* _WHAT YOU NEED TO DO_
Please lay out every item below as a Markdown table with the columns No. and Item, giving each line its own numbered row and skipping blank lines.

* _RECORDS SHOWN_

-- BEGIN --

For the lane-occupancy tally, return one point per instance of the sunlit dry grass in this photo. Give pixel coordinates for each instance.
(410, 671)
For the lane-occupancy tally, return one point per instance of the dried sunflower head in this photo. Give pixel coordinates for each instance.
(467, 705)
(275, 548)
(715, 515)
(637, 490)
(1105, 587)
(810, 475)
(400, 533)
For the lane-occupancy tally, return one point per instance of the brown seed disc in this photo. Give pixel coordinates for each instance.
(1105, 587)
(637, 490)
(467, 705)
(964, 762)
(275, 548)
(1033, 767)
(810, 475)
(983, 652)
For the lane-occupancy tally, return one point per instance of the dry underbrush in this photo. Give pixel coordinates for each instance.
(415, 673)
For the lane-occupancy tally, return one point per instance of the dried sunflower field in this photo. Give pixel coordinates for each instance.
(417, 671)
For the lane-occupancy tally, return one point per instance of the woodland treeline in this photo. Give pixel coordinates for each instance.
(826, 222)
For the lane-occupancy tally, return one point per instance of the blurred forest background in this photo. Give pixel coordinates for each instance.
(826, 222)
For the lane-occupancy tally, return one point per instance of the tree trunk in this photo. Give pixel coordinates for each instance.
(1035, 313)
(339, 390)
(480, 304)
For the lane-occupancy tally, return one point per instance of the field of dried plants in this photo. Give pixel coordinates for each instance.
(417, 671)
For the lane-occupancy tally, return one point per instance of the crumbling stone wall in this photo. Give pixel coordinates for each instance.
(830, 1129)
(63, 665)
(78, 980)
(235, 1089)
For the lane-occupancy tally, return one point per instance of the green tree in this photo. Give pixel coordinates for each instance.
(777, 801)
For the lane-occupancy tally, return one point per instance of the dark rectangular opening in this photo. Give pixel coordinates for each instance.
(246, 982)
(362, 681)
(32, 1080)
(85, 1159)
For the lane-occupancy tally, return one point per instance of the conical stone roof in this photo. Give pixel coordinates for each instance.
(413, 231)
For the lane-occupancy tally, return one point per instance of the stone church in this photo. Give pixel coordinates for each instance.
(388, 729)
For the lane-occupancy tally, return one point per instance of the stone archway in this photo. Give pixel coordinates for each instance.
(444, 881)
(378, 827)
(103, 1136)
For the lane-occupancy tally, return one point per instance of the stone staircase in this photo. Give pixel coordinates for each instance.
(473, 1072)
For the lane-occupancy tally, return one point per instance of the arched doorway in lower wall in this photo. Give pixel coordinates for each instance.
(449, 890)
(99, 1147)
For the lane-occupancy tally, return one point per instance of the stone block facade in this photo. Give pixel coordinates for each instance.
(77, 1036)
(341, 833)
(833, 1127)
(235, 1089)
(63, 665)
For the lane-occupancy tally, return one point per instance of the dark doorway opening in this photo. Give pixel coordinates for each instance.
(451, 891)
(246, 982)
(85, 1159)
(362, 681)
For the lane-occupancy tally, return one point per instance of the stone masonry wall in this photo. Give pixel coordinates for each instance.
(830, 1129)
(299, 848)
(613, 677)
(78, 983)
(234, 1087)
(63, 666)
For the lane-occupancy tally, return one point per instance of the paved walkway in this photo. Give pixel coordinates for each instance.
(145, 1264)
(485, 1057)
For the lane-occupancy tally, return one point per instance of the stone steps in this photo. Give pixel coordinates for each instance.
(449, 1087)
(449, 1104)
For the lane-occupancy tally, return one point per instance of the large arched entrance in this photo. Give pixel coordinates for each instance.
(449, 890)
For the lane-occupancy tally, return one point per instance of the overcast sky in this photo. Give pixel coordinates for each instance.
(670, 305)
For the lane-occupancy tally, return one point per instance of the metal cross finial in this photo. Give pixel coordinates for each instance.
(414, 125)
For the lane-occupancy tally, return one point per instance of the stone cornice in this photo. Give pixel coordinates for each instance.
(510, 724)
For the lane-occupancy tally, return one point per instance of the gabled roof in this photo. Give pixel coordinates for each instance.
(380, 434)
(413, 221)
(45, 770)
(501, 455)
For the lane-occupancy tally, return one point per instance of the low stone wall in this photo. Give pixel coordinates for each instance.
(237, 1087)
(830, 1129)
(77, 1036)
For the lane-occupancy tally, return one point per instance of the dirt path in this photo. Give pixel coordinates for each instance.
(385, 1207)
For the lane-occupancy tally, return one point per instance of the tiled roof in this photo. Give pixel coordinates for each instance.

-- END --

* _CORRECT RESPONSE_
| No. | Item |
|---|---|
| 1 | For the lane-occupancy tally, return one point per instance of the sunlit dry grass in this photo. Give pixel coordinates for each instance. |
| 2 | (410, 671) |
| 3 | For the lane-occupancy tally, return one point per instance of the dried sunflower head in this photo. Give pixel coordinates for each instance. |
| 4 | (467, 705) |
| 5 | (275, 548) |
| 6 | (715, 515) |
| 7 | (637, 490) |
| 8 | (1105, 587) |
| 9 | (810, 475) |
| 10 | (400, 533) |
| 11 | For the lane-occupancy tally, return one point per instance of the brown seed disc in this photo. Give pixel coordinates for each instance. |
| 12 | (1105, 587) |
| 13 | (637, 490) |
| 14 | (467, 705) |
| 15 | (964, 762) |
| 16 | (275, 548) |
| 17 | (1033, 767) |
| 18 | (810, 475) |
| 19 | (983, 652) |
| 20 | For the lane-occupancy tally, return one point per instance of the dry underbrush in this photo. Give pixel coordinates for each instance. |
| 21 | (415, 673) |
| 22 | For the lane-occupancy tally, return one point per instance of the dried sunflower field in this photo. Give pixel coordinates for each instance. |
| 23 | (417, 671) |
| 24 | For the lane-occupancy tally, return one point per instance of the woodland treeline in this photo. Give pixel coordinates for each instance. |
| 25 | (826, 222) |
| 26 | For the lane-occupancy tally, return one point per instance of the blurred forest background in this photo. Give pixel coordinates for each instance. |
| 27 | (826, 222) |
| 28 | For the lane-occupancy tally, return one point per instance of the tree trunk in this photo. Give pixel coordinates for each instance. |
| 29 | (1035, 313) |
| 30 | (339, 390) |
| 31 | (480, 304) |
| 32 | For the lane-occupancy tally, return one point per instance of the field of dried plants in this photo. Give pixel coordinates for each instance. |
| 33 | (417, 671) |
| 34 | For the lane-occupancy tally, return one point per instance of the crumbling stone wall in this photo. Give pixel coordinates for each instance. |
| 35 | (830, 1129) |
| 36 | (63, 665) |
| 37 | (78, 980) |
| 38 | (235, 1089) |
| 39 | For the lane-occupancy tally, return one point per instance of the green tree in this photo. Give pixel coordinates for each instance. |
| 40 | (777, 801) |
| 41 | For the lane-occupancy tally, return one point per instance of the dark rectangular opening in this photo. Give pixel coordinates for each instance. |
| 42 | (246, 982) |
| 43 | (362, 681) |
| 44 | (32, 1080) |
| 45 | (85, 1159) |
| 46 | For the lane-occupancy tally, return one point per instance of the conical stone roof in this photo. Give pixel coordinates for each instance. |
| 47 | (413, 231) |
| 48 | For the lane-occupancy tally, return one point per instance of the stone church in this photo. Give pixel coordinates for each instance. |
| 49 | (388, 729) |
| 50 | For the lane-occupancy tally, return one point per instance of the stone archway in this photo. Give pixel coordinates for each instance. |
| 51 | (444, 881) |
| 52 | (378, 827) |
| 53 | (103, 1136) |
| 54 | For the lane-occupancy tally, return one point per instance of the stone staircase in this photo. Give pixel coordinates for each instance. |
| 55 | (473, 1072) |
| 56 | For the lane-occupancy tally, return one point per instance of the arched doorway in lower wall in this photo. Give pixel coordinates for each instance. |
| 57 | (449, 890) |
| 58 | (99, 1147) |
| 59 | For the lane-occupancy tally, return one point per instance of the stone block facade in this photo. Give pixel coordinates for each instance. |
| 60 | (77, 1036) |
| 61 | (341, 833) |
| 62 | (833, 1127) |
| 63 | (235, 1089) |
| 64 | (63, 665) |
| 65 | For the lane-occupancy tally, return one point per instance of the dark doorway opening in this photo. Give pixel coordinates for each instance. |
| 66 | (451, 891) |
| 67 | (246, 982) |
| 68 | (85, 1159) |
| 69 | (362, 681) |
| 70 | For the lane-occupancy tally, return one point per instance of the stone masonry wall in this photo. Give pixel coordinates for each instance. |
| 71 | (830, 1129) |
| 72 | (299, 848) |
| 73 | (613, 677) |
| 74 | (78, 983) |
| 75 | (234, 1087) |
| 76 | (63, 666) |
| 77 | For the lane-occupancy tally, return one point per instance of the paved walkway in this photo. Give pixel coordinates for each instance. |
| 78 | (145, 1264) |
| 79 | (485, 1057) |
| 80 | For the lane-occupancy tally, return one point per instance of the stone steps in this photo. Give pixel coordinates for each instance. |
| 81 | (449, 1087) |
| 82 | (449, 1104) |
| 83 | For the lane-occupancy tally, return one point per instance of the large arched entrance in this photo. Give pixel coordinates for each instance. |
| 84 | (449, 890) |
| 85 | For the lane-occupancy tally, return one point per instance of the overcast sky in this photo. Give pixel coordinates for each instance. |
| 86 | (670, 305) |
| 87 | For the lane-occupancy tally, return one point per instance of the metal cross finial in this photo. Give pixel coordinates for each instance. |
| 88 | (414, 125) |
| 89 | For the lane-occupancy tally, return one point per instance of the stone cornice in this photo. Give pixel coordinates for each instance. |
| 90 | (510, 724) |
| 91 | For the lane-occupancy tally, return one point per instance of the gabled roof in this photo. Give pixel coordinates for each instance. |
| 92 | (380, 434) |
| 93 | (413, 221) |
| 94 | (45, 770) |
| 95 | (501, 455) |
| 96 | For the lane-occupancy tally, return one point per instance of the low stone wall in this photo. Give pixel coordinates for each instance. |
| 97 | (237, 1087) |
| 98 | (830, 1129) |
| 99 | (77, 1036) |
| 100 | For the lane-occupancy tally, return one point per instance of the dirt path in this photo. Give pixel coordinates for each instance. |
| 101 | (385, 1207) |
| 102 | For the lane-occupancy tally, return one point per instance of the tiled roof in this photo. Give pixel coordinates for each instance. |